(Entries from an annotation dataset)
-*-

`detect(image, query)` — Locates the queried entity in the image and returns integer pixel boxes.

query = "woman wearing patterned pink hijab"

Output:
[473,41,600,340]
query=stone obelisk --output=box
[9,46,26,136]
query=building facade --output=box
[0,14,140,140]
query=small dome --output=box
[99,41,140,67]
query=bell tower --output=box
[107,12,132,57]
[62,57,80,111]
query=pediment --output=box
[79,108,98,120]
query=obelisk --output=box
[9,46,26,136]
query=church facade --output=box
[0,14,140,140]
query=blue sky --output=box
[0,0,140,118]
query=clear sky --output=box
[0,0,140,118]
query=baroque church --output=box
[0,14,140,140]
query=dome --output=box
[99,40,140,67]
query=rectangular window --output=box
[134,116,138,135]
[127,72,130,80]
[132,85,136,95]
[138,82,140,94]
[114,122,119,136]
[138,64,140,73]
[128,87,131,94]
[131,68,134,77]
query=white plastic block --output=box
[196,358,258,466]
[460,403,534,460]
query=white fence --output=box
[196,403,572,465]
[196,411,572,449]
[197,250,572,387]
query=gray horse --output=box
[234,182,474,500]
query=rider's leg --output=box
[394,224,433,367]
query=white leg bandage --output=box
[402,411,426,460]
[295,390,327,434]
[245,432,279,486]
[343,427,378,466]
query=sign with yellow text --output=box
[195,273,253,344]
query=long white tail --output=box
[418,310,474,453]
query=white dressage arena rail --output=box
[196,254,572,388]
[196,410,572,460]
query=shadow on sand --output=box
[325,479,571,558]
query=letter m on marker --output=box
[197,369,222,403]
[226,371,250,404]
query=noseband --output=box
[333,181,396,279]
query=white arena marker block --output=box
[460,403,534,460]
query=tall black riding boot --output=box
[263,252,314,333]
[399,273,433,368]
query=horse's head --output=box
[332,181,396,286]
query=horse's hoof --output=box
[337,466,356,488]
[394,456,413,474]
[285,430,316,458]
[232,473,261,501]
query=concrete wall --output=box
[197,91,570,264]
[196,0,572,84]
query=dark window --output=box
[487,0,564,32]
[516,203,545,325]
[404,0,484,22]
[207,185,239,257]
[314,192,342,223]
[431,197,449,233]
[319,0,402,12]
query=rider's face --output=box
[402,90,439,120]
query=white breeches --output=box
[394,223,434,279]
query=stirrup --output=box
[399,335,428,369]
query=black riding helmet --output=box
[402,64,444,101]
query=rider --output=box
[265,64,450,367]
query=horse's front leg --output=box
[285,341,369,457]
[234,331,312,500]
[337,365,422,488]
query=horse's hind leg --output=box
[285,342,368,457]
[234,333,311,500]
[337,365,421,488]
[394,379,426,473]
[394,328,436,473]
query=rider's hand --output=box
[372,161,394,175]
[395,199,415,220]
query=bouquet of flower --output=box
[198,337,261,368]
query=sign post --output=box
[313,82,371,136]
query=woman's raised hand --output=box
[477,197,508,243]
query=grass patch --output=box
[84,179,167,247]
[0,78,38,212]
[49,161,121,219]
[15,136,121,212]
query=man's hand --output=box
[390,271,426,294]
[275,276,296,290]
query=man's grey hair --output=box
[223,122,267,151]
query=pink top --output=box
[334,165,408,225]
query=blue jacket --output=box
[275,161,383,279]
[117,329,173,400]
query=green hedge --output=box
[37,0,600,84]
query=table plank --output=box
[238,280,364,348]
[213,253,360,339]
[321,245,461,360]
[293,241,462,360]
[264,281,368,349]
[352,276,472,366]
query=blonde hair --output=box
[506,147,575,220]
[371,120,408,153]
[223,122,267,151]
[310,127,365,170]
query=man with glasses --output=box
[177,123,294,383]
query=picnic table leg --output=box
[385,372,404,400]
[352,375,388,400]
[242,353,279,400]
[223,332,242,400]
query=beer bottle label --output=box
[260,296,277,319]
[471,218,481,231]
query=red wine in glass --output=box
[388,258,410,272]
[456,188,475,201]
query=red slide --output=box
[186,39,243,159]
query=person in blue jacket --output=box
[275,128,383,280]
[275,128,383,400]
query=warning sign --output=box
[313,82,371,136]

-*-

--- GOAL ---
Revise the listing above by replacing every occurrence of "obelisk" with "monument" and keeping every other line as it is.

--- CORRECT RESULT ---
`detect(image, query)` — Locates the queried entity in the image and returns integer pixel boxes.

query = "woman wearing patterned pink hijab"

Output:
[473,41,600,340]
query=stone monument --output=box
[9,46,26,136]
query=building facade --output=box
[0,14,140,140]
query=small dome --output=box
[99,41,140,67]
query=bell tower --output=box
[107,12,132,57]
[62,57,80,111]
query=pediment --output=box
[79,108,98,120]
query=monument --output=box
[9,46,26,136]
query=church facade --output=box
[0,14,140,140]
query=blue sky --output=box
[0,0,140,118]
query=clear sky --output=box
[0,0,140,118]
query=baroque church --output=box
[0,14,140,140]
query=dome --output=box
[99,40,140,67]
query=rectangular window --output=box
[134,116,138,135]
[127,72,130,80]
[132,85,136,95]
[138,82,140,94]
[114,122,119,136]
[138,64,140,73]
[128,87,131,94]
[131,68,134,77]
query=white plastic block --output=box
[196,358,258,466]
[460,403,534,460]
query=white fence --output=box
[196,403,572,465]
[196,411,572,449]
[197,250,572,387]
query=gray horse --output=box
[234,182,474,500]
query=rider's leg --output=box
[394,224,433,367]
query=white leg bandage --output=box
[402,411,426,460]
[295,390,327,434]
[245,432,279,486]
[343,427,378,466]
query=sign with yellow text --output=box
[195,273,253,344]
query=long white tail --output=box
[418,310,474,453]
query=white dressage arena rail --output=box
[196,254,572,388]
[196,410,572,460]
query=shadow on sand --output=box
[325,479,571,558]
query=letter m on marker --output=box
[197,369,222,403]
[226,371,250,404]
query=noseband --output=box
[333,181,396,279]
query=white arena marker block --output=box
[460,403,534,460]
query=tall black riding boot --output=box
[263,252,314,333]
[399,273,433,368]
query=horse's head --output=box
[332,181,396,286]
query=horse's hoof --output=box
[337,466,356,488]
[394,456,413,474]
[285,430,316,458]
[232,473,261,501]
query=concrete wall --output=box
[197,91,570,264]
[196,0,572,84]
query=dark window --output=box
[487,0,564,32]
[516,203,545,325]
[404,0,484,22]
[207,185,239,257]
[314,192,342,223]
[431,197,449,233]
[319,0,402,12]
query=rider's face --output=box
[402,90,439,120]
query=white breeches --output=box
[394,223,434,279]
query=stirrup --output=box
[399,335,428,369]
query=black riding helmet --output=box
[402,64,444,101]
query=rider --output=box
[265,64,450,367]
query=horse's front leg --output=box
[285,341,369,457]
[234,331,312,500]
[337,365,422,488]
query=horse's hind leg --output=box
[285,342,368,457]
[234,333,311,500]
[337,365,421,488]
[394,379,426,473]
[394,328,436,473]
query=rider's hand --output=box
[372,161,394,175]
[395,199,415,220]
query=bouquet of flower --output=box
[198,337,261,368]
query=sign post --output=box
[313,82,371,136]
query=woman's raised hand --output=box
[477,197,508,243]
query=grass patch --output=box
[84,179,167,247]
[0,78,38,212]
[49,161,121,219]
[15,136,121,212]
query=man's hand --output=box
[390,271,426,294]
[275,276,296,290]
query=man's grey hair --output=box
[223,122,267,151]
query=pink top --output=box
[334,165,408,225]
query=blue jacket --output=box
[275,161,383,279]
[117,329,173,400]
query=green hedge --output=box
[37,0,600,84]
query=table plank --output=box
[238,280,364,348]
[213,253,360,339]
[321,245,461,360]
[293,241,462,360]
[264,281,368,349]
[352,276,472,366]
query=blonde hair --output=box
[506,147,575,220]
[371,120,408,153]
[223,122,267,151]
[310,127,365,170]
query=man with glasses --output=box
[177,123,294,383]
query=picnic table leg --output=box
[385,372,404,400]
[352,375,388,400]
[242,353,279,400]
[223,332,242,400]
query=beer bottle label --output=box
[260,296,277,319]
[471,218,481,231]
query=red wine in glass --output=box
[388,258,410,272]
[456,188,475,201]
query=red slide --output=box
[186,39,243,159]
query=person in blue jacket --output=box
[275,128,383,280]
[275,128,383,400]
query=warning sign --output=box
[313,82,371,136]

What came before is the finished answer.